====== Kutipan teks ======
Langsung ke konten utama

Upu Lai-Lai O Lanite Takule (Bahasa Tanah)


Alifuru merupakan salah-satu suku yang berada di pulau Seram, Maluku, Indonesia Timur. Orang Maluku menyebut pulau Seram sebagai Nusa Ina yang berarti pulau ibu.

Penyebutan itu ingin menunjukkan bahwa orang Maluku berasal dari satu rahim yang sama, yakni dari Nusa Ina (pulau Seram) alih-alih suku Alifuru. Sebagaimana arti yang melekat pada istilah Alifuru ialah alif (pertama) dan furu (orang).

Namun, ada yang berpendapat bahwa orang Maluku sebenarnya berasal dari Papua. Orang Maluku menyebut Papua sebagai “Nusa Ama” yang berarti pulau bapak. Entah apakah orang Maluku berasal dari Papua atau Seram, hal ini masih perlu di telusuri lebih dalam lagi.

Suku Alifuru sudah ada sejak lama di pulau Seram. Namun, sampai detik ini belum diketahui kapan orang Alifuru mendiami pulau tersebut. Meskipun demikian, ulasan Yuval Noah Harari mungkin agak sedikit membantu kita memeretas persoalan tersebut.

Harari mengatakan bahwa migrasi Homo Sapiens berlangsung 70.000 tahun lalu. Migrasi “manusia pertama” itu berasal dari Afrika, kemudian menyebar ke dataran Eropa, Asia, sampai ke Australia melalui Indonesia. Selama migrasi Sapiens, “manusia pertama” ini berpapasan dengan beberapa spesies “manusia lainnya” seperti Neanderthal, Erectus, dll. Para “manusia lainnya” ini di kategorikan sebagai “Homo” yang berarti bijaksana (“rasional”).
====== Cuplikan data ======
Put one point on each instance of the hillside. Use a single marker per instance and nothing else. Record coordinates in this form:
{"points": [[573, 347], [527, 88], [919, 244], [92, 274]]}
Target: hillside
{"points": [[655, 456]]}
======
-- Tugas 1 --
Dalam teks tentang suku Alifuru, apa arti sebutan Nusa Ina yang dipakai orang Maluku untuk pulau Seram?
-- Tugas 2 --
Lanjutkan teks tentang suku Alifuru dari bagian terakhir yang ditampilkan.

-- Jawaban yang diharapkan 1 --
Pulau ibu.

-- Jawaban yang diharapkan 2 --
Adakalanya, Sapiens melakukan genosida terhadap beberapa “spesies manusia lain” yang ditemuinya, namun terkadang juga melakukan “kawin silang” dengan mereka. Jika selama pengembaraan Sapiens selalu berpapasan dengan beberapa spesies “manusia lainnya”, maka mungkin Sapiens juga sempat bertemu dengan “manusia Alifuru” di pulau Seram (?).

Menurut Matthew Spring, hasil penelitian arkeologis Australian National University menemukan bahwa Maluku (termasuk Malut) telah di diami manusia sejak zaman es (Pleistosen), sekurang-kurangnya 30.000 tahun lalu. Artinya, kalau di pikir-pikir secara logika, proses penyebaran Sapiens dan “keberadaan manusia di Pulau Maluku” itu, mungkin ada sedikit keterkaitan antara satu dengan yang lainnya. Meskipun demikian, lagi-lagi hal ini masih butuh penelusuran lanjutan.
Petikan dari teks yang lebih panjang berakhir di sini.